Point labeling entries:
%%

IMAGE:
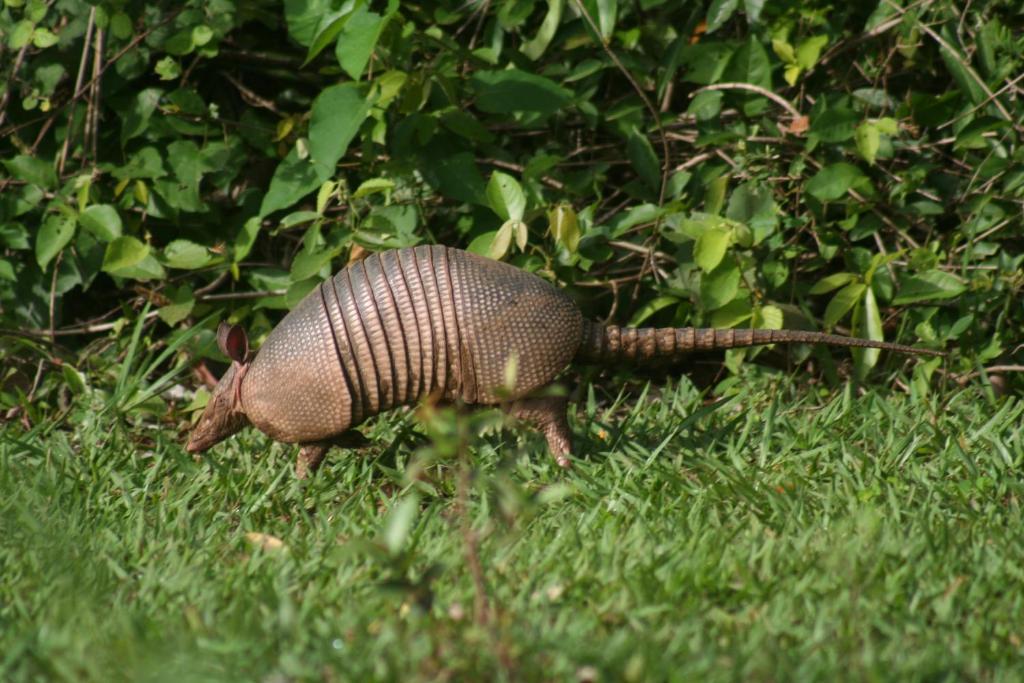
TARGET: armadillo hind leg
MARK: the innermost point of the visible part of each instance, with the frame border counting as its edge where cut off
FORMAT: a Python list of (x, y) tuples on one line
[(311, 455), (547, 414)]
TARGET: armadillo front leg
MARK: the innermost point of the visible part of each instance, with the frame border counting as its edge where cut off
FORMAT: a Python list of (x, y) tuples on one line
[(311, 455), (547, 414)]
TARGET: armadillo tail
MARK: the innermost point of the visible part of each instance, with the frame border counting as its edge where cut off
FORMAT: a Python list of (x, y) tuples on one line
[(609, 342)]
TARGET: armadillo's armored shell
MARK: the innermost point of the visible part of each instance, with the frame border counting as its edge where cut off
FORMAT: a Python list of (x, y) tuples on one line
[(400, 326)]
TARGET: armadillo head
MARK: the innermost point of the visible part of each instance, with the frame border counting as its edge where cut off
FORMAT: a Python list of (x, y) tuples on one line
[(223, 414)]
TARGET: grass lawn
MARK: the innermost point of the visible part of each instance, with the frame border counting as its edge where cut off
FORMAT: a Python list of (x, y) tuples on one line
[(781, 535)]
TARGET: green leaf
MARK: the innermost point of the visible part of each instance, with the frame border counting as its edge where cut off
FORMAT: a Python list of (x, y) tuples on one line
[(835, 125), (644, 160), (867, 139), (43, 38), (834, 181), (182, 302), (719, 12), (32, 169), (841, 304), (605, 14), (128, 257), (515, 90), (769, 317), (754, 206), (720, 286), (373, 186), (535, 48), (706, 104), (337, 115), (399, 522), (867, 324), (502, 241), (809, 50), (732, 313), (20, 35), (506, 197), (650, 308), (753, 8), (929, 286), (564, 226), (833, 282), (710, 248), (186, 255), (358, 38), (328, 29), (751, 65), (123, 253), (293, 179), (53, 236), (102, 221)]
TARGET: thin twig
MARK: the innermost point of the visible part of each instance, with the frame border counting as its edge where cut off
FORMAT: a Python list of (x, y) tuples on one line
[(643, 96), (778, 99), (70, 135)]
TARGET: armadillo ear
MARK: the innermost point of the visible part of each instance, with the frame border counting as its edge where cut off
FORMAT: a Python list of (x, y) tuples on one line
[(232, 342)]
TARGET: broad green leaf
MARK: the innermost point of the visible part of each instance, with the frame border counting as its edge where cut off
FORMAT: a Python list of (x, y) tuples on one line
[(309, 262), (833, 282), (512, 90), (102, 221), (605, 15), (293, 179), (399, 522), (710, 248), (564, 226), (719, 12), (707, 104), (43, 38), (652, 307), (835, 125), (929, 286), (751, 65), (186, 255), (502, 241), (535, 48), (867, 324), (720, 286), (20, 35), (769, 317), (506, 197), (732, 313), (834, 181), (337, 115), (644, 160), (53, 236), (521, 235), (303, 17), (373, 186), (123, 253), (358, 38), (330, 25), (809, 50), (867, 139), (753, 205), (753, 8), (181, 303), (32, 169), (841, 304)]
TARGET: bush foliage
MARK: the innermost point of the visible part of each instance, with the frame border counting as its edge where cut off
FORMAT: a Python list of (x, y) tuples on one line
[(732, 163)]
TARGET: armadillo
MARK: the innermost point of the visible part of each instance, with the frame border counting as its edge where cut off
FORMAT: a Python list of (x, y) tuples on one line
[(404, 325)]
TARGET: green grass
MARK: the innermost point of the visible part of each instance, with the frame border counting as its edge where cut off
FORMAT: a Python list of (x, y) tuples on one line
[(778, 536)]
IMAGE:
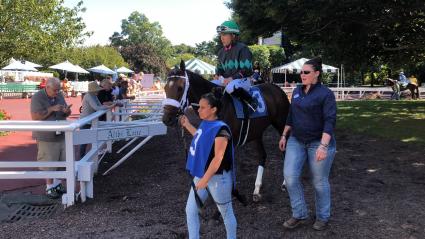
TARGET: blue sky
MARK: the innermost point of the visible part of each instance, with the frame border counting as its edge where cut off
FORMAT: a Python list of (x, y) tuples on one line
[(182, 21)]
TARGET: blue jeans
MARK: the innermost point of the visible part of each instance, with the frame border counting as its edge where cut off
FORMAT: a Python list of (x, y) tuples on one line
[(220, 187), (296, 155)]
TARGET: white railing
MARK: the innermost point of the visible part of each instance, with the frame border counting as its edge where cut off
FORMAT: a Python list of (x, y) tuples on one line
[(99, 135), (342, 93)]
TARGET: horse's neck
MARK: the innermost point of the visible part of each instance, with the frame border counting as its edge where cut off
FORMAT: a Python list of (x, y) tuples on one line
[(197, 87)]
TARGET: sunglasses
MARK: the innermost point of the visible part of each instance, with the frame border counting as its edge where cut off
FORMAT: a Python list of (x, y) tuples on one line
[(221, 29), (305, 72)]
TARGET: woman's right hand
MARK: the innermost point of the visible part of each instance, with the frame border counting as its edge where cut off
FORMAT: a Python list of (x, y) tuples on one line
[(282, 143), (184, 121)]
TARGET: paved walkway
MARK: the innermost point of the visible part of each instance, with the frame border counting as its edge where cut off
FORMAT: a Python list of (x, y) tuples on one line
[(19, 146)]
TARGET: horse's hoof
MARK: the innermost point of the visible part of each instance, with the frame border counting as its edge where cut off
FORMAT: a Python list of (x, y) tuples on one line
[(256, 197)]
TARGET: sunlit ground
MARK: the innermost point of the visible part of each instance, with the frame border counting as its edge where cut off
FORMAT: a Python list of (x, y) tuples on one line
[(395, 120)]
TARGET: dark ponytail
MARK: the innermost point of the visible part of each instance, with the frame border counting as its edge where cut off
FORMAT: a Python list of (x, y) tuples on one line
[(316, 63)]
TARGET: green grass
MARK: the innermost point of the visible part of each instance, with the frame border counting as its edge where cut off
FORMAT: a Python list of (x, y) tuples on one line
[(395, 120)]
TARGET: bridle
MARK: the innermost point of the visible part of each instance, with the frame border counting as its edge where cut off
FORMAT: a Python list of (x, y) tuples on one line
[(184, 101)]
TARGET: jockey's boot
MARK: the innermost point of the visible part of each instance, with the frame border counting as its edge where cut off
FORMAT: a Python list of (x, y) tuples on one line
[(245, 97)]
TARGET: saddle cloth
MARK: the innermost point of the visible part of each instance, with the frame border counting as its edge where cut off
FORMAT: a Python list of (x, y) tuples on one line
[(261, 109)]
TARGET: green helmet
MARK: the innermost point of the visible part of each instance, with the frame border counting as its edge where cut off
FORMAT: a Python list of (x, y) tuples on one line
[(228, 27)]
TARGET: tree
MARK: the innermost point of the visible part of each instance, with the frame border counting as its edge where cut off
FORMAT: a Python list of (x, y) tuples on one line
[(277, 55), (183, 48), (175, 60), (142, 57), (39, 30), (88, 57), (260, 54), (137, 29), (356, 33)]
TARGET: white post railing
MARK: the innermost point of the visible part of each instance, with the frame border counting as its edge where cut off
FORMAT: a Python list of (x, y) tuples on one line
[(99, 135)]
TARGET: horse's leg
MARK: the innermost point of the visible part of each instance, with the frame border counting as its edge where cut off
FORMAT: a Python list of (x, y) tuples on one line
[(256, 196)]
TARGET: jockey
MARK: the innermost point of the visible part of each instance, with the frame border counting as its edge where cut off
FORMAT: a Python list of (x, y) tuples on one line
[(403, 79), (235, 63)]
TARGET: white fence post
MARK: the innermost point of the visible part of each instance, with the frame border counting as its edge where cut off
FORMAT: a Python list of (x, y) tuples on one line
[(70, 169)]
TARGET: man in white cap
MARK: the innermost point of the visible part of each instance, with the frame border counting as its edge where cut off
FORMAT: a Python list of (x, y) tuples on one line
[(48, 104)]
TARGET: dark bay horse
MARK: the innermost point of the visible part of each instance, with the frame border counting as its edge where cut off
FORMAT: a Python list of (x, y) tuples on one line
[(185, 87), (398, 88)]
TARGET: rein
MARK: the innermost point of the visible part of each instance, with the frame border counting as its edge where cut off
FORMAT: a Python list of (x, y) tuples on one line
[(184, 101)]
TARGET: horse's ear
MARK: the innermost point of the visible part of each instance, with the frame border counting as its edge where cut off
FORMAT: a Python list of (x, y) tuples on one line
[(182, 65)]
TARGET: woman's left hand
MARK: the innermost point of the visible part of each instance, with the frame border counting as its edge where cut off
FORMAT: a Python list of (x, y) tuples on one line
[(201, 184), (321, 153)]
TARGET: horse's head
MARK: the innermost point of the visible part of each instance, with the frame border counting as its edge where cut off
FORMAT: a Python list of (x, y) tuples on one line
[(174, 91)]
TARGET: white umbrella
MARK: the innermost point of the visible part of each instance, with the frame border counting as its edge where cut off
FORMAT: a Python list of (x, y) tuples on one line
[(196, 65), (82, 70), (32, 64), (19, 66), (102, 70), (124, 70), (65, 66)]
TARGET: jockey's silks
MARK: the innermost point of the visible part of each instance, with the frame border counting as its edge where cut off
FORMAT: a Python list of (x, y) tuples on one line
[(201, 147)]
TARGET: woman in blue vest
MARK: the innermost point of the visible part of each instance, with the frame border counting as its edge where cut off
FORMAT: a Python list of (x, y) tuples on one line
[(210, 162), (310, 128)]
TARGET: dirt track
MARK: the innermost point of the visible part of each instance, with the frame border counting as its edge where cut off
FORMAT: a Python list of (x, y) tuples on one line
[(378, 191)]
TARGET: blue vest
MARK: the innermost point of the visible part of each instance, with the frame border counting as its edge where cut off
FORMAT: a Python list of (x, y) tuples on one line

%%

* SET TASK *
Recast the lines of the entries as a Markdown table with the columns Row and Line, numbering each line and leaving out any blank ones. Begin at the line that contains "TARGET: white post railing" and stop after the line that contains "[(403, 79), (235, 63)]".

* EXERCISE OUTPUT *
| Row | Line |
|---|---|
| 1 | TARGET: white post railing |
| 2 | MARK: the innermost point of the visible part of each instance, with the frame border counting as its edge where cut off |
| 3 | FORMAT: a Python list of (x, y) tuples on one line |
| 4 | [(99, 135)] |
| 5 | TARGET: horse's leg |
| 6 | MARK: the innermost point of the visible part of each instance, with the frame border counting as its edge where cut off |
| 7 | FORMAT: a Python list of (x, y) tuples on one line |
| 8 | [(256, 196)] |
| 9 | TARGET: jockey |
| 10 | MARK: the innermost point of the visible part of each instance, with the frame border counting as its edge where cut off |
| 11 | FORMAT: a Python list of (x, y) tuples on one line |
| 12 | [(403, 79), (235, 63)] |